» **Try it**
Copy the first line of the entries below and every line after it through the line containing "Target: blue tablecloth". Do not include pictures.

» **Data shown**
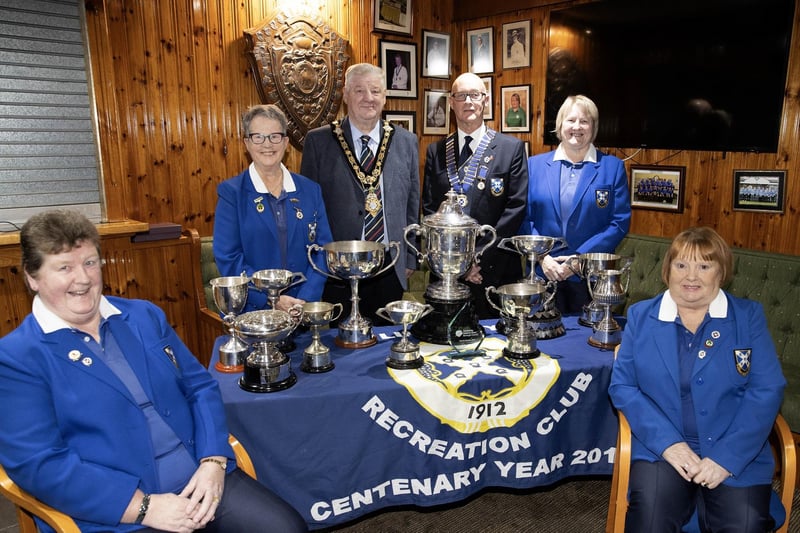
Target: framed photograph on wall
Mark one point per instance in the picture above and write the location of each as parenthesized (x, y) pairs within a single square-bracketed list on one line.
[(480, 50), (401, 119), (515, 108), (399, 65), (759, 190), (435, 54), (437, 112), (658, 187), (392, 16), (488, 110), (516, 44)]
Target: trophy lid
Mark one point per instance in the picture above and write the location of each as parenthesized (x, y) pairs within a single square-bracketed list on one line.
[(450, 214)]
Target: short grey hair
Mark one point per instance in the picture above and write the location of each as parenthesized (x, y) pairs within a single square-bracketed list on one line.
[(270, 111)]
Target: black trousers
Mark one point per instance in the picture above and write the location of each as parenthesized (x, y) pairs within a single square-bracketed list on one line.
[(247, 505), (661, 501)]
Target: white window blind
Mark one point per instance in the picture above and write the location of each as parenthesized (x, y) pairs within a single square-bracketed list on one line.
[(48, 150)]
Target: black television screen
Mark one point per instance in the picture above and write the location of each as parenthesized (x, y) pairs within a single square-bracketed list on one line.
[(693, 75)]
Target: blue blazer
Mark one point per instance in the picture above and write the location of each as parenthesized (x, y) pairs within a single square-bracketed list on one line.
[(324, 162), (734, 412), (602, 213), (247, 241), (75, 437)]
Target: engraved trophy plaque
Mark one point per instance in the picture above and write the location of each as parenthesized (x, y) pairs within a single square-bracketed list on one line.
[(230, 296), (267, 369), (518, 303), (547, 321), (450, 239), (354, 261), (404, 353), (274, 281), (317, 357)]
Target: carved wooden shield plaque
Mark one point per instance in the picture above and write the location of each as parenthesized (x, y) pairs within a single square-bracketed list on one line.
[(298, 64)]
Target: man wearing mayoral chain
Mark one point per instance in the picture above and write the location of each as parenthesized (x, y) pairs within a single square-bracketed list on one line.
[(369, 174), (489, 173)]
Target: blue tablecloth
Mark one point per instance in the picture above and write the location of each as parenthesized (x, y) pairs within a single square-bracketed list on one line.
[(361, 437)]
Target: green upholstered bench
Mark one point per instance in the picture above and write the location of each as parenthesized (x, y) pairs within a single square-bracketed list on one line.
[(772, 279)]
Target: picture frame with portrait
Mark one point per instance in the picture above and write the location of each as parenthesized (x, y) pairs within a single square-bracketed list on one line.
[(392, 16), (516, 44), (435, 54), (401, 119), (658, 187), (515, 108), (437, 112), (480, 50), (488, 109), (759, 190), (399, 65)]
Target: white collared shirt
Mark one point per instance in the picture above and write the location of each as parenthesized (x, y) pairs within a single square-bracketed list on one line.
[(50, 322), (258, 183), (668, 310)]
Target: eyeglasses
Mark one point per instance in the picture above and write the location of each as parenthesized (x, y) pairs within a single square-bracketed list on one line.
[(475, 96), (259, 138)]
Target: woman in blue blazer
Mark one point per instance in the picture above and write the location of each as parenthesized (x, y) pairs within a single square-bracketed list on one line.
[(114, 422), (578, 193), (266, 217), (698, 379)]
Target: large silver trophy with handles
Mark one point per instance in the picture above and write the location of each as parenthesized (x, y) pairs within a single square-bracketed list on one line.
[(230, 295), (450, 239), (274, 281), (546, 321), (586, 266), (518, 303), (267, 368), (354, 261)]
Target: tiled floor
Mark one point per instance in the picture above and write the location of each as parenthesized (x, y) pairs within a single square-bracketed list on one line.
[(8, 517)]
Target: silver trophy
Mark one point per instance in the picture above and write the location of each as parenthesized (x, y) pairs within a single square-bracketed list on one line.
[(230, 295), (317, 357), (274, 281), (354, 261), (547, 321), (518, 303), (586, 266), (607, 291), (267, 369), (450, 239), (404, 353)]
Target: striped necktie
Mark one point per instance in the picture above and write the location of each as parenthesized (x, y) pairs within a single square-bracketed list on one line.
[(373, 225)]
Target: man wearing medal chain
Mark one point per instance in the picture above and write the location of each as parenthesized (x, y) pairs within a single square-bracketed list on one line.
[(384, 191), (491, 181)]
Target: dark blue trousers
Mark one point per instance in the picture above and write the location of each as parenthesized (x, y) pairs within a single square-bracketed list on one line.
[(660, 500)]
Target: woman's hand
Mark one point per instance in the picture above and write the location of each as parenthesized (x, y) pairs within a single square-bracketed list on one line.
[(683, 460), (204, 491)]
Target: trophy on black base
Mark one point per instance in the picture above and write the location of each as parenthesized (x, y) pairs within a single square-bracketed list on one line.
[(546, 322), (354, 261), (450, 236), (518, 303), (267, 369), (230, 295), (404, 354), (317, 356)]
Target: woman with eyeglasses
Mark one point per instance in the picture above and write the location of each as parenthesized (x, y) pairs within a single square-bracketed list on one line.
[(267, 216)]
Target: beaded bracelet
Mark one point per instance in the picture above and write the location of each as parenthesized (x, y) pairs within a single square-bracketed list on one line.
[(143, 508), (222, 464)]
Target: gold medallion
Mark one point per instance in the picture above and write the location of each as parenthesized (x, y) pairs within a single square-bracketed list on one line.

» **Answer box**
Target: framed photograph on wall
Mark one point per instance in the picture above and write the location of each as parenthesized (x, y) pairs within a single square-bracketed list on one line.
[(480, 50), (401, 119), (515, 108), (399, 65), (759, 190), (435, 54), (437, 112), (658, 187), (392, 16), (488, 110), (516, 44)]
Target: trophy lid
Mark one point per instance in the picture above and write the location of each as parenthesized (x, y) pairs within a single square-bracketed list on one line.
[(450, 214)]
Target: short grey hair
Mark one point per instance in the picture above and write the location of each as parenthesized (x, y) pairs within a single square-bracketed list on one line.
[(270, 111)]
Target: black trousers
Mark one point per instance in the picture above and write the location of each as parenthesized (x, y) pairs within a single square-bracketed list on one line.
[(247, 505), (661, 501)]
Target: white window blind
Mark one point per instance in the picture above and write the location of each as parenthesized (x, y) pairs within a single square-bracketed list on one line.
[(48, 150)]
Target: black television screen
Mark one point per instance in the picture above and write the location of each as parenthesized (x, y) pairs within a single square-bracketed list on one line.
[(693, 75)]
Target: blue blazer
Mark one point per instance in the picture above and write the location of each as parenthesized (x, y) pairs within a single square-bracketed list on one line.
[(324, 162), (734, 412), (602, 213), (247, 241), (75, 437)]
Target: engraved trophy plaque
Mark one point per instance in the picture above and write the location of each as parenthesized (x, y) pairs within a single square-bracketed list on one line.
[(230, 296), (267, 369), (518, 303), (547, 321), (450, 239), (354, 261), (404, 353), (274, 281), (317, 357)]
Target: carved wooden shield plaque
Mark one point per instance in the picture above and write the location of each as parenthesized (x, y) pairs within a single square-bracketed list on one line.
[(298, 64)]
Target: man wearing mayoral chain
Mark one point per instance in the picture above and write the location of each as parenthesized (x, y) pairs within a single square-bracketed list on one line.
[(369, 174), (489, 173)]
Target: blue tablecloth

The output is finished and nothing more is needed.